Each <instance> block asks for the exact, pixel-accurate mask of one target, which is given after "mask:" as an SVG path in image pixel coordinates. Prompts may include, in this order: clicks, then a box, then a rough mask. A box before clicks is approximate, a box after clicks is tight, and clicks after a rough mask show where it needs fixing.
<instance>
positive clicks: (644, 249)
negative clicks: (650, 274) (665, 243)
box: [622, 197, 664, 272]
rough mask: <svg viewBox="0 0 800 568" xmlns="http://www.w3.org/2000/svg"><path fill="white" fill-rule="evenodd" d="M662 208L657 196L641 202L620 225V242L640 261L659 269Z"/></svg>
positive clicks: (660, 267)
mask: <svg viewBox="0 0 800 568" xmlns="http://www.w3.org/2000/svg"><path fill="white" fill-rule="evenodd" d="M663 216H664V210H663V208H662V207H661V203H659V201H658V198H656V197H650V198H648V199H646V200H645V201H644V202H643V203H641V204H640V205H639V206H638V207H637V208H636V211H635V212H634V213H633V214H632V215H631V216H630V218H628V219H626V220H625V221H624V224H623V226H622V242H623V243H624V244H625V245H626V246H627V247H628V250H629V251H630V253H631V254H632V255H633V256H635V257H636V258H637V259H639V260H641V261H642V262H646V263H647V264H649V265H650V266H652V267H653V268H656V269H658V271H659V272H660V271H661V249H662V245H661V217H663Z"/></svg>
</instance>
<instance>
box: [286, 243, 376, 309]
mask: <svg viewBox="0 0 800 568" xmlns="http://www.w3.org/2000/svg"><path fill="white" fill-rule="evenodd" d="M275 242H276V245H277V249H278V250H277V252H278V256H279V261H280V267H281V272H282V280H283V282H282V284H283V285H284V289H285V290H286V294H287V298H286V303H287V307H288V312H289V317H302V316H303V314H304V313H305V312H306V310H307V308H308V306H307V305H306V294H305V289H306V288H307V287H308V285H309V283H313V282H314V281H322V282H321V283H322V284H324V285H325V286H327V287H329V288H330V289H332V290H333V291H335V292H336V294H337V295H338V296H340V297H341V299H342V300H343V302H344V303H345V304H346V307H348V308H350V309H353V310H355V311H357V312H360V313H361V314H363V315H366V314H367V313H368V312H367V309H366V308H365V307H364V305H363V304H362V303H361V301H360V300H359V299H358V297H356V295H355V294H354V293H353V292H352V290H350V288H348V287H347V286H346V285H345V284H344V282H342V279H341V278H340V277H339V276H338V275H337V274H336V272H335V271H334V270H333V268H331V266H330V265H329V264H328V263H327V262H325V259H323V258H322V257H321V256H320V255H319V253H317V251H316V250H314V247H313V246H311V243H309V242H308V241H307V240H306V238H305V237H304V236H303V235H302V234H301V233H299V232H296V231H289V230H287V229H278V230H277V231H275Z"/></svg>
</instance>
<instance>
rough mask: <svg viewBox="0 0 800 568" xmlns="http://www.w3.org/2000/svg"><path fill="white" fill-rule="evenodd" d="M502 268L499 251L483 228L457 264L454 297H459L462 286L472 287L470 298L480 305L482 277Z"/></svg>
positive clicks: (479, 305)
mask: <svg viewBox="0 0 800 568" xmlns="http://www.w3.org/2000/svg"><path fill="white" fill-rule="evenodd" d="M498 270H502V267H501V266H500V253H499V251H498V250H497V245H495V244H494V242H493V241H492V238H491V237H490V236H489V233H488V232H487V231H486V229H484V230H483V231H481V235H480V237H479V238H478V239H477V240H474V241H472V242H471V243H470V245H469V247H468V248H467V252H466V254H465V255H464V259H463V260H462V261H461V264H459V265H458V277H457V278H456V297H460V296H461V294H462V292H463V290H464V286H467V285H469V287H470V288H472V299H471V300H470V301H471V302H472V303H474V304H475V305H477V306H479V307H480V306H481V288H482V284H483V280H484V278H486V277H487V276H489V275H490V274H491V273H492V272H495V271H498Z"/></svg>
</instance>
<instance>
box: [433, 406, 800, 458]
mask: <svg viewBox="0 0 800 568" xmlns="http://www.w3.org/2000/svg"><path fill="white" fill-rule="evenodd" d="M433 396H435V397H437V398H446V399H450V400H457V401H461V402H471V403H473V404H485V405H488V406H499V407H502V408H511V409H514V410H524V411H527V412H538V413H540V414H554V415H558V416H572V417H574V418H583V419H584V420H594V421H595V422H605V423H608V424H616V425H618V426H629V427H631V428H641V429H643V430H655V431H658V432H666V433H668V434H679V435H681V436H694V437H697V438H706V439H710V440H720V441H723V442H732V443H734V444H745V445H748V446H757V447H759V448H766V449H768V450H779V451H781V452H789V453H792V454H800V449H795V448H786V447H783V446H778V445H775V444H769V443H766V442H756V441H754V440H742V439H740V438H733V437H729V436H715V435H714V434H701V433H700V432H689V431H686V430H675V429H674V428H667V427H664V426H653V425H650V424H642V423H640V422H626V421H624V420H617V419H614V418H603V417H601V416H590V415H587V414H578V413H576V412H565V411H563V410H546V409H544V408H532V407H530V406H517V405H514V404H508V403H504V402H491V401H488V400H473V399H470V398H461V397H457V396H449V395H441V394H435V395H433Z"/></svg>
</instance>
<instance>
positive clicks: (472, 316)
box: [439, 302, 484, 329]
######
What you have to do:
Retype exactly the lines above, from the one with "box: [286, 243, 376, 309]" through the one with "268L499 251L483 228L457", inclusive.

Exercise solution:
box: [286, 243, 376, 309]
mask: <svg viewBox="0 0 800 568" xmlns="http://www.w3.org/2000/svg"><path fill="white" fill-rule="evenodd" d="M275 242H276V245H277V249H278V250H277V252H278V256H279V261H280V267H281V272H282V280H283V282H282V284H283V285H284V289H285V290H286V294H287V298H286V303H287V307H288V312H289V317H302V316H303V314H304V313H305V312H306V310H307V308H308V306H307V305H306V294H305V289H306V288H307V287H308V285H309V283H313V282H314V281H322V282H321V283H322V284H324V285H325V286H327V287H329V288H330V289H332V290H333V291H335V292H336V294H337V295H338V296H340V297H341V299H342V300H343V302H344V303H345V304H346V307H348V308H350V309H353V310H355V311H357V312H360V313H361V314H363V315H366V314H367V313H368V312H367V309H366V308H365V307H364V305H363V304H362V303H361V301H360V300H359V299H358V297H356V295H355V294H354V293H353V292H352V290H350V288H348V287H347V286H346V285H345V284H344V282H342V279H341V278H340V277H339V276H338V275H337V274H336V272H335V271H334V270H333V268H331V266H330V265H329V264H328V263H327V262H325V259H323V258H322V257H321V256H320V255H319V253H317V251H316V250H314V247H313V246H311V243H309V242H308V241H307V240H306V238H305V237H304V236H303V235H302V234H301V233H299V232H296V231H289V230H287V229H278V230H277V231H275Z"/></svg>
</instance>
<instance>
rough mask: <svg viewBox="0 0 800 568" xmlns="http://www.w3.org/2000/svg"><path fill="white" fill-rule="evenodd" d="M502 268L499 251L483 228L457 264L454 297H459L462 286L472 287L470 298L480 305L482 277Z"/></svg>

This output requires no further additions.